## Start Extracted data

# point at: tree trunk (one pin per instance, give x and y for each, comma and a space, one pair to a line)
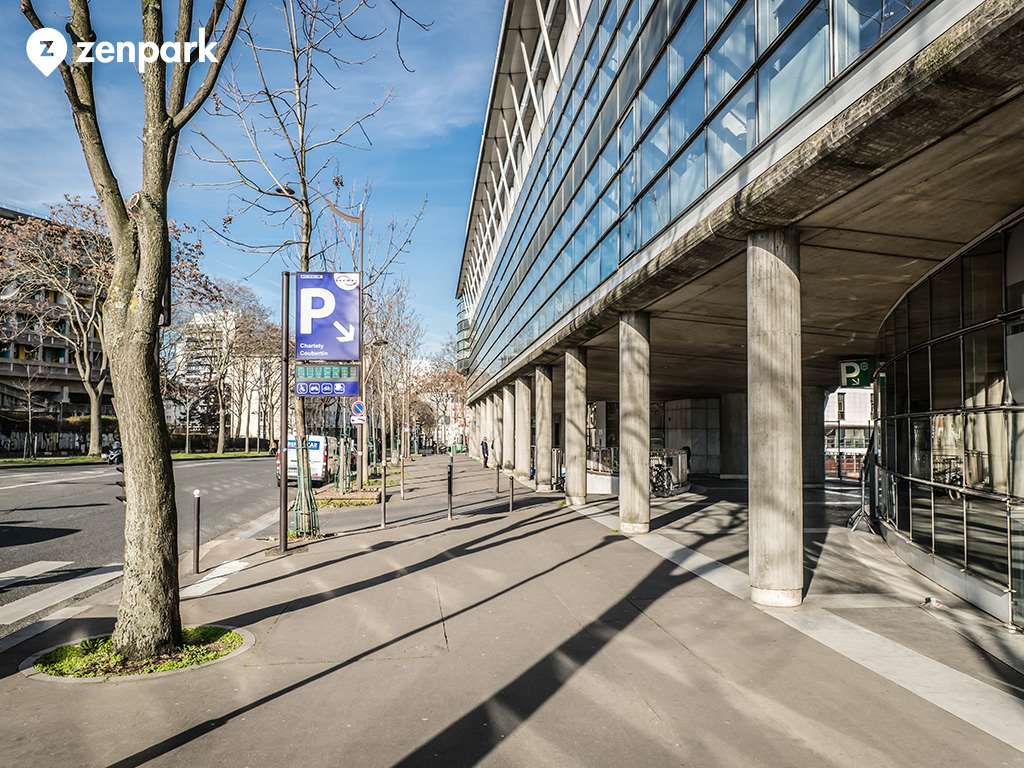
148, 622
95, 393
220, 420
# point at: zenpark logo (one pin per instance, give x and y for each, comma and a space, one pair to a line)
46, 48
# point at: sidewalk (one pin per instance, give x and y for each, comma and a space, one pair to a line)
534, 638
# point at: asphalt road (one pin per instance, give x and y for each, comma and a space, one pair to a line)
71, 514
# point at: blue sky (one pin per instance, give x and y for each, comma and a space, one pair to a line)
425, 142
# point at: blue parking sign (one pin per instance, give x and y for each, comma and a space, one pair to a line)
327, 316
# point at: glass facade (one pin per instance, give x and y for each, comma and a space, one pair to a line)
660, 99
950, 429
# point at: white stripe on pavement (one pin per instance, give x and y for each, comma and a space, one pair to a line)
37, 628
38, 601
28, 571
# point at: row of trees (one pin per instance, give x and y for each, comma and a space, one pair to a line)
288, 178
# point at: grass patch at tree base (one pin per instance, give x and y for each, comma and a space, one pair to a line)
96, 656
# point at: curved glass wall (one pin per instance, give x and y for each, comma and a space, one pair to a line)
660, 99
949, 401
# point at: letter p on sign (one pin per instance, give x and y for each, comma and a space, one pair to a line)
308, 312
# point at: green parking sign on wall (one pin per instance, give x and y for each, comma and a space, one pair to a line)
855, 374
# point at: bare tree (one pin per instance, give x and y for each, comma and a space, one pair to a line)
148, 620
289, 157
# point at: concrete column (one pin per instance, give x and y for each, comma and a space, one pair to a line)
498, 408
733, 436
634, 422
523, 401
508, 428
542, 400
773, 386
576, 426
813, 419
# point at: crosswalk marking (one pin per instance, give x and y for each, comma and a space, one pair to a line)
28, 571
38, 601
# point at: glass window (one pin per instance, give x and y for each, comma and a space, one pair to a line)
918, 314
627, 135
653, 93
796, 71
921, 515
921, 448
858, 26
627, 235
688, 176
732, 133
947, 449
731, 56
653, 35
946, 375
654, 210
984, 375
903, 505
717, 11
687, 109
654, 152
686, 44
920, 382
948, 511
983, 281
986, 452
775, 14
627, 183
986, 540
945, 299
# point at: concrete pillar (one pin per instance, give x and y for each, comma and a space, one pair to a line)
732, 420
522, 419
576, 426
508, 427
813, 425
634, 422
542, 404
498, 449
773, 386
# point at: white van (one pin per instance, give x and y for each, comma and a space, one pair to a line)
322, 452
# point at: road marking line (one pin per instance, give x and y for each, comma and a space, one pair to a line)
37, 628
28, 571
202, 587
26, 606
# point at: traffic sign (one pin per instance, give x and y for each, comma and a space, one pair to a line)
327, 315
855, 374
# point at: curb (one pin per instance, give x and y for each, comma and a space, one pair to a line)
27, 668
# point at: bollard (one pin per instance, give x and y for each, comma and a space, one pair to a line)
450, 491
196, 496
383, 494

## End Extracted data
## Start Extracted data

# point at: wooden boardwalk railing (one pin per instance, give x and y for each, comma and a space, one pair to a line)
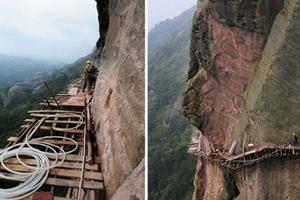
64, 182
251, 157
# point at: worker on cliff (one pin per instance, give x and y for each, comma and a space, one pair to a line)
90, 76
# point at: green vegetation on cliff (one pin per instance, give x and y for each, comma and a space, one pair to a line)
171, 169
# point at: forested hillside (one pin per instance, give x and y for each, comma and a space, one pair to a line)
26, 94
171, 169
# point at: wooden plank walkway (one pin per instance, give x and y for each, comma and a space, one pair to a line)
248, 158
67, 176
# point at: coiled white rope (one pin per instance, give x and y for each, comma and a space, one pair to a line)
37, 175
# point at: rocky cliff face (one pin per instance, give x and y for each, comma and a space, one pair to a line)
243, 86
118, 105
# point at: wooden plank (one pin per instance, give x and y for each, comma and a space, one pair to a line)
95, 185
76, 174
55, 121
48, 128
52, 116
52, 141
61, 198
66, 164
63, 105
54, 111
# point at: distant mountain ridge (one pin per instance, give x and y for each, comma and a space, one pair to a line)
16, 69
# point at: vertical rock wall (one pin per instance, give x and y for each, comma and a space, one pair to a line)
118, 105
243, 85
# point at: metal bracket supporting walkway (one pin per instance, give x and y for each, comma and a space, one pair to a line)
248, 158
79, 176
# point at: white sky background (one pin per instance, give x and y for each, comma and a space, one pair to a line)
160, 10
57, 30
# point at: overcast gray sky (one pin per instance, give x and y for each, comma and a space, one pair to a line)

## End Extracted data

__Exercise__. Reproduce without changes the part of the entries above that opens with the line containing "# point at: metal" and closes with the line containing "# point at: overcast", including both of those lines.

__Written reply__.
# point at: metal bracket supporting walkway (one pin per instance, give x and y for each, comma and a space, one pair to a line)
248, 158
79, 176
# point at: white sky background (one pin per instance, give x and y for each, comma and a space, one pair to a line)
160, 10
57, 30
# point at: overcast gray sky (one pin per instance, give x and y for each, comma and a space, one pair to a line)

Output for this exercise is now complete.